Records supplied:
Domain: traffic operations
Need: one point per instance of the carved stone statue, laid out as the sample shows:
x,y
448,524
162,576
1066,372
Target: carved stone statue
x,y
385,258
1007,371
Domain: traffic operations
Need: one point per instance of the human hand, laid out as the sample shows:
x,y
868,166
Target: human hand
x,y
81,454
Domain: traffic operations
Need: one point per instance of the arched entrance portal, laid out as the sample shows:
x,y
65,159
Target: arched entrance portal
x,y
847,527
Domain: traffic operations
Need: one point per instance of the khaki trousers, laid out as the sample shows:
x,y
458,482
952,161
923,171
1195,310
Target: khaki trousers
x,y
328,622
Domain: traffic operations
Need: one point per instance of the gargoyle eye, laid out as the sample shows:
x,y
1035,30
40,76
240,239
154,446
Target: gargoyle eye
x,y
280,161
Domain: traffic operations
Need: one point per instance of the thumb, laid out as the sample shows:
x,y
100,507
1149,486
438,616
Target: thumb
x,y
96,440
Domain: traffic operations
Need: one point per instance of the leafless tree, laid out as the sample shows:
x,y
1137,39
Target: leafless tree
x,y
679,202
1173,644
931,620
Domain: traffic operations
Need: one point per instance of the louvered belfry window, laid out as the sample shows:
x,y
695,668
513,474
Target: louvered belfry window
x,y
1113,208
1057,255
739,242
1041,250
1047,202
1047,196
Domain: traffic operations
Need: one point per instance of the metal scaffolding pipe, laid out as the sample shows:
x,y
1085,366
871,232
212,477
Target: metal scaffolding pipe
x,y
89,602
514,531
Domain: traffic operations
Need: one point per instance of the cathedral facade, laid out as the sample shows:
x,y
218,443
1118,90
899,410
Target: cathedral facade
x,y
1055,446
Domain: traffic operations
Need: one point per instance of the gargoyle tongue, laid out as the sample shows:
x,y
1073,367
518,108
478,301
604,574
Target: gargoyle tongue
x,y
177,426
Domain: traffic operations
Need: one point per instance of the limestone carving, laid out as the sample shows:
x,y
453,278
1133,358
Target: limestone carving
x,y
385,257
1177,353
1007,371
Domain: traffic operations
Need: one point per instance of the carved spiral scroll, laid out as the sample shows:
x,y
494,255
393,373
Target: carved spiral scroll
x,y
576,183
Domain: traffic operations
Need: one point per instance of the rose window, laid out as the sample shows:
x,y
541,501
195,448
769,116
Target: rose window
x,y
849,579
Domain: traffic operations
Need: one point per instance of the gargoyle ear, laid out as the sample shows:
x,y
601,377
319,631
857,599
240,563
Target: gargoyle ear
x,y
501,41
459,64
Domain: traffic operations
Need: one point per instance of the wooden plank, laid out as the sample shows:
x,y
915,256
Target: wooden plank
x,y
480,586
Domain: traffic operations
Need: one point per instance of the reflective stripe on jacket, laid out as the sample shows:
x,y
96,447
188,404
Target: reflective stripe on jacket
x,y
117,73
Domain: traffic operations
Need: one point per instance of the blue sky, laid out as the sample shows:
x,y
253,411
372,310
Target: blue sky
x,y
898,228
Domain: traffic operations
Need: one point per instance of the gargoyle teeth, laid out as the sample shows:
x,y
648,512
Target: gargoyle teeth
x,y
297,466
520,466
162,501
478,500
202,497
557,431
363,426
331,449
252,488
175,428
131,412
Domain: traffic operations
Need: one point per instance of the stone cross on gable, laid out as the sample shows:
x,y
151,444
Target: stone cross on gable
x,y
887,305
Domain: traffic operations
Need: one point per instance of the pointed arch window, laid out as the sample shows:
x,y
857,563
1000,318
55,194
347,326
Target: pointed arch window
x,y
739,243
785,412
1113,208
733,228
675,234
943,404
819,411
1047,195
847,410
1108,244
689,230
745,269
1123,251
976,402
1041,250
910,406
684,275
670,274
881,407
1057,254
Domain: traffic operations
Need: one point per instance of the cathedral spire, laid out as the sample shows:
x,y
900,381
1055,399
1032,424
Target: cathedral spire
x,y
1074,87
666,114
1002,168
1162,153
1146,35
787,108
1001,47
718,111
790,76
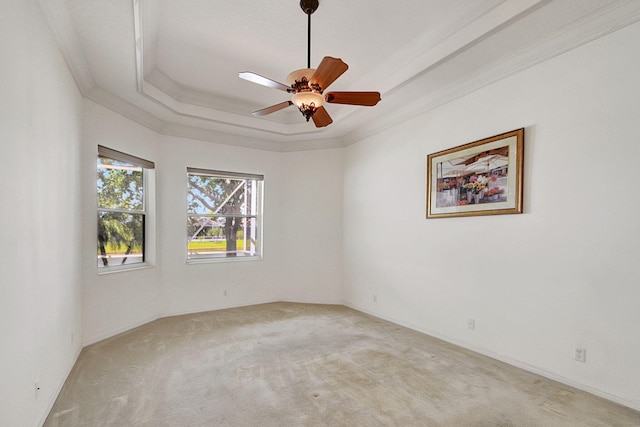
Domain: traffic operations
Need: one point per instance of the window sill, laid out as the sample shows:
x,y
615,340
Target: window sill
x,y
124,268
224,259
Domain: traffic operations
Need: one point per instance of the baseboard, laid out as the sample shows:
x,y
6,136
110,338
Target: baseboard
x,y
505,359
103,336
55,395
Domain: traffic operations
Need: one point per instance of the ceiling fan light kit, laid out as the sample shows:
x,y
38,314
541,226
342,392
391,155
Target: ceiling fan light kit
x,y
307,84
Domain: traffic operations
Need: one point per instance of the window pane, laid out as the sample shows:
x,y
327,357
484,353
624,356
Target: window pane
x,y
212,195
120,238
218,236
120,185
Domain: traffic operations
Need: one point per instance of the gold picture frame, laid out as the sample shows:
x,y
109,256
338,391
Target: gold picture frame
x,y
479,178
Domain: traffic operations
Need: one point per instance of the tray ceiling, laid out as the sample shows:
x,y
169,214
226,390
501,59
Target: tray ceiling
x,y
172,65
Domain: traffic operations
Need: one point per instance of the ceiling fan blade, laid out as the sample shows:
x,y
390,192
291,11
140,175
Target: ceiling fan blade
x,y
272,109
368,99
257,78
321,118
328,71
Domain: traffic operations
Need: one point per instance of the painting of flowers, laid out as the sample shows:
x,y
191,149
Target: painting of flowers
x,y
480,178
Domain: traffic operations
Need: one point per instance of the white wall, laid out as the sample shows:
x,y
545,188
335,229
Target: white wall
x,y
562,275
199,287
302,230
312,226
115,302
40,194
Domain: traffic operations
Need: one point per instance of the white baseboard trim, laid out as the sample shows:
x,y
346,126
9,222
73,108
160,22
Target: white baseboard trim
x,y
508,360
112,333
55,395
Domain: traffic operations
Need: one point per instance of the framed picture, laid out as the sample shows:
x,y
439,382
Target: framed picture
x,y
479,178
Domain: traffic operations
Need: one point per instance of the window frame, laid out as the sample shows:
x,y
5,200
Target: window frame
x,y
147,211
257,216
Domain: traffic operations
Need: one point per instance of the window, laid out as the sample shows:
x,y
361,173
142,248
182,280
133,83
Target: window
x,y
122,208
224,215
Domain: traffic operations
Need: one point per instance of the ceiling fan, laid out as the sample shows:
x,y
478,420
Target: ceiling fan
x,y
308,84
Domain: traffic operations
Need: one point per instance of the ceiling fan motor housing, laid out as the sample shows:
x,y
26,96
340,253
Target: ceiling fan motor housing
x,y
307,96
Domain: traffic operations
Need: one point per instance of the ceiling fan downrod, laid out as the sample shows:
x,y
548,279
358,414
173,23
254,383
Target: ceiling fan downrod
x,y
308,7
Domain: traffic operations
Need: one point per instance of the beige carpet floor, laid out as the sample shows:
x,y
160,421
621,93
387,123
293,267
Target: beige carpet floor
x,y
286,364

Activity:
Write the lines out verbatim, from the one with "Need: one point per instance of the white baseboard" through the last line of the entries, and stop there.

Result of this exercise:
Need: one point per instance of the white baseboard trim, laid out as the sample shows:
x,y
346,126
9,222
73,108
160,22
Target: white baseboard trim
x,y
508,360
112,333
55,395
Domain: traffic operations
Need: one point per instance of the framed picture, laid out as the sample shows:
x,y
439,382
Target: framed picture
x,y
479,178
Domain: traffic operations
Need: one point per instance of the window frame, laid out as the sample shows:
x,y
5,200
Target: window frame
x,y
147,211
257,216
Domain: traffic operations
Need: one point per instance of the window, laid out as the sample shows:
x,y
361,173
142,248
182,280
133,83
Target: window
x,y
122,208
224,215
Domain: traffic operations
Need: one point per instance of the ceiling fan, laid out as the sample shows:
x,y
478,420
Target: ceiling fan
x,y
308,84
Domain: traffic operations
Need: one point per instance of the ceiling fan motor housing, laid out as the sample shows:
x,y
26,96
340,253
Target: ceiling fan motor housing
x,y
307,96
Domain: traffic operations
Need: one point per instance of the ceiling fan downrod, laid out as the sample shows:
x,y
548,279
358,414
173,23
254,383
Target: ceiling fan downrod
x,y
308,7
Domain: traffic operations
Need: one point per instance of the beige carpet floor, laid out as the sample shows:
x,y
160,421
621,93
387,123
293,267
Target: beige carpet floor
x,y
286,364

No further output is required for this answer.